▸ **What the exercise asks**: Write out all of the entries exactly as given.

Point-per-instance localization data
..............................

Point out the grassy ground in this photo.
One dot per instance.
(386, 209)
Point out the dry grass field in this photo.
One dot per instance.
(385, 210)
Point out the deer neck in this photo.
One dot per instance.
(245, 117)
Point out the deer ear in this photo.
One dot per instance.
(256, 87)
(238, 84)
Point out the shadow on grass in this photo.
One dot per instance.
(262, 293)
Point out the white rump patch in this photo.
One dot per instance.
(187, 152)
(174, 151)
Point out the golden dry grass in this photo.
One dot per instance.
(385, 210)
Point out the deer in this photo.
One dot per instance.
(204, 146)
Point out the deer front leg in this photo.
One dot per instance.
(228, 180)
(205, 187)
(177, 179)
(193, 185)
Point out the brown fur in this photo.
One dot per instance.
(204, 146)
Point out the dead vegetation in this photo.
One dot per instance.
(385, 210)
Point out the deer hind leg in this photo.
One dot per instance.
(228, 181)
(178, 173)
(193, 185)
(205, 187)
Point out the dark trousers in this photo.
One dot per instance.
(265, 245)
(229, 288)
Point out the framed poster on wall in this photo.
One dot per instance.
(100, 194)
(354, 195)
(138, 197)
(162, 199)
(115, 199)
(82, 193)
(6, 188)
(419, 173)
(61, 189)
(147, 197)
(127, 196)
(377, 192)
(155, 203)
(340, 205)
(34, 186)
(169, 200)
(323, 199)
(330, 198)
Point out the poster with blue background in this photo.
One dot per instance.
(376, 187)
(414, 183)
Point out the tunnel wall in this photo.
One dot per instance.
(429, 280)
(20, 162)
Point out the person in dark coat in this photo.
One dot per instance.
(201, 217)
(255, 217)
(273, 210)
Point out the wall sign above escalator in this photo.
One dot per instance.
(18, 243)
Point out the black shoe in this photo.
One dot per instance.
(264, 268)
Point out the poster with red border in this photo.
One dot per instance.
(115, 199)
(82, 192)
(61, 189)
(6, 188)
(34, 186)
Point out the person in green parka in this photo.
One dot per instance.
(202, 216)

..............................

▸ **Output for this exercise**:
Point out the grassy ground in this photo.
One dot per instance.
(386, 209)
Point out the dry grass field in this photo.
One dot per instance.
(385, 210)
Point out the deer neck in this photo.
One dot per instance.
(245, 117)
Point out the deer ear in this photo.
One dot per instance.
(256, 87)
(238, 84)
Point out the shadow on grass in this photo.
One dot per instance.
(262, 293)
Point out the white rump patch in this photo.
One dot per instance.
(187, 152)
(174, 151)
Point out the golden dry grass in this photo.
One dot per instance.
(385, 210)
Point out the deer in this photo.
One dot per instance.
(204, 146)
Point out the deer front leg in this photo.
One dot per instance.
(228, 180)
(205, 187)
(177, 179)
(193, 185)
Point out the brown fur in this photo.
One dot per instance.
(204, 146)
Point out the dead vegetation in this photo.
One dot per instance.
(385, 210)
Point out the deer hind leg in this photo.
One dot per instance.
(228, 181)
(178, 173)
(193, 185)
(205, 187)
Point out the dark trousers in this photo.
One dot per instance.
(265, 245)
(229, 288)
Point out the framed poster on wall in this photo.
One dot per instance.
(100, 194)
(354, 195)
(138, 197)
(162, 199)
(115, 199)
(82, 193)
(6, 188)
(419, 173)
(61, 189)
(147, 197)
(127, 196)
(377, 192)
(155, 203)
(340, 205)
(34, 186)
(169, 200)
(323, 199)
(330, 198)
Point out the poster with blue background in this photo.
One dot per instance.
(376, 187)
(414, 183)
Point out the tunnel wall in this photo.
One dot per instance.
(429, 280)
(20, 162)
Point out the person in dark coat in this photo.
One dot per instance.
(201, 217)
(255, 217)
(273, 210)
Point out the wall sign above escalator in this photo.
One dot per instance.
(18, 243)
Point out the black shoe in this photo.
One dot per instance.
(264, 268)
Point out the poster with red border in this photo.
One dot per instance.
(115, 199)
(82, 192)
(61, 189)
(6, 188)
(34, 186)
Point out the person in green parka in this photo.
One dot per instance.
(202, 216)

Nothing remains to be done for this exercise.